-- Start of Data for the task --

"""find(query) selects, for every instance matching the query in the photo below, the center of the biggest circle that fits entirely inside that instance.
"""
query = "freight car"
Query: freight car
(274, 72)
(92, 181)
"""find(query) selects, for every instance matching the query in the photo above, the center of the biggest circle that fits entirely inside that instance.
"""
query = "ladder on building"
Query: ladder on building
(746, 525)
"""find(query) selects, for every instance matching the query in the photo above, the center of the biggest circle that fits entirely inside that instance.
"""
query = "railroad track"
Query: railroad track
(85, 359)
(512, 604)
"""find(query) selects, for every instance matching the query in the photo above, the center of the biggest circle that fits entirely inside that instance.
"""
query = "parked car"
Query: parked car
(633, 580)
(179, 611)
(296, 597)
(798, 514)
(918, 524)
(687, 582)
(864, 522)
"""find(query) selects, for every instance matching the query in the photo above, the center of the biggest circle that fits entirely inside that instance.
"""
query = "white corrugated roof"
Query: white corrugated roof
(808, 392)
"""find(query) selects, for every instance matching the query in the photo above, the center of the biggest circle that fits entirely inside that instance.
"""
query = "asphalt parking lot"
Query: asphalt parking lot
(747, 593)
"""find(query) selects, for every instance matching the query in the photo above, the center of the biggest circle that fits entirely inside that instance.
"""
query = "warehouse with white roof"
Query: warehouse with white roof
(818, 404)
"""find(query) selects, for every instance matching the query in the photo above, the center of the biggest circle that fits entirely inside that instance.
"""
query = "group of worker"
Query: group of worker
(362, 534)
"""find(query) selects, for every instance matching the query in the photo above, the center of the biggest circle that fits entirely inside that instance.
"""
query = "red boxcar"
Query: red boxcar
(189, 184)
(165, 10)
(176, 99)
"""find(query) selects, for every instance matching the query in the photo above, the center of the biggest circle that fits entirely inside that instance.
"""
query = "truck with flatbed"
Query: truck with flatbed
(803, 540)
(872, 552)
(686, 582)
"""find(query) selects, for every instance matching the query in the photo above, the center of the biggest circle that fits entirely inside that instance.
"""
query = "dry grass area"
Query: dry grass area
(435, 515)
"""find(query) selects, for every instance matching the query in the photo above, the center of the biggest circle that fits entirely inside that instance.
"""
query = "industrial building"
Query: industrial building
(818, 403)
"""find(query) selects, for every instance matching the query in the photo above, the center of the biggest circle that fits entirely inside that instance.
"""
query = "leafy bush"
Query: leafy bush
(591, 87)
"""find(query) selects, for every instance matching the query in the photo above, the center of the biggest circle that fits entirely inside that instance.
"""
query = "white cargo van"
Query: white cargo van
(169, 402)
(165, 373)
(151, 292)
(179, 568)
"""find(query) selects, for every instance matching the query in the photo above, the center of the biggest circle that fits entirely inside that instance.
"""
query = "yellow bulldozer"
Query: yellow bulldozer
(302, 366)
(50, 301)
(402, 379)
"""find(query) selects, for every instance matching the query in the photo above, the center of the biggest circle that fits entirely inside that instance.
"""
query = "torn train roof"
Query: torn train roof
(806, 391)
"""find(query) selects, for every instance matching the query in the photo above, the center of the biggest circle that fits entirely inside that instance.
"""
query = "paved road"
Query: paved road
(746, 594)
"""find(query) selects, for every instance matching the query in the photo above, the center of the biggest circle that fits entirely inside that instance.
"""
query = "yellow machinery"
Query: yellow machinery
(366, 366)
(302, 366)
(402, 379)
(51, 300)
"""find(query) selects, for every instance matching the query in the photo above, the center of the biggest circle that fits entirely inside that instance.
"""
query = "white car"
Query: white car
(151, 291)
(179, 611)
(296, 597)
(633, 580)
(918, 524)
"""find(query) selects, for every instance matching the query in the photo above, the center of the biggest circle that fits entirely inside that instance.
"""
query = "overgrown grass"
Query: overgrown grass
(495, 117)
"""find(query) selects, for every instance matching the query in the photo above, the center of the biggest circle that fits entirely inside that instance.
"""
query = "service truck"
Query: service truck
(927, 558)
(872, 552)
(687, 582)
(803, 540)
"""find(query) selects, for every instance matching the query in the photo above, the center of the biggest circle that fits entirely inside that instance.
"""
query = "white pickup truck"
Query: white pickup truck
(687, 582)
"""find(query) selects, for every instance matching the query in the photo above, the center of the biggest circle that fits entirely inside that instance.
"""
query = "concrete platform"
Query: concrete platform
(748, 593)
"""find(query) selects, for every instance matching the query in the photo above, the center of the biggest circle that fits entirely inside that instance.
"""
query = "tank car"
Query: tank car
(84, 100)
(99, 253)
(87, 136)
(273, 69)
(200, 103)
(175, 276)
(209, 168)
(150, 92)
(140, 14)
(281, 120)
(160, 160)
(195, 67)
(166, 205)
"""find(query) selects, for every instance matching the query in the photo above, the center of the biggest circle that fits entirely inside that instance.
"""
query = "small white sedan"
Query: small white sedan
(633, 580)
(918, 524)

-- End of Data for the task --

- [Set task] Collect every line from the entries above that contains the word "group", matching case exactly.

- [Task solution]
query = "group of worker"
Query: group of worker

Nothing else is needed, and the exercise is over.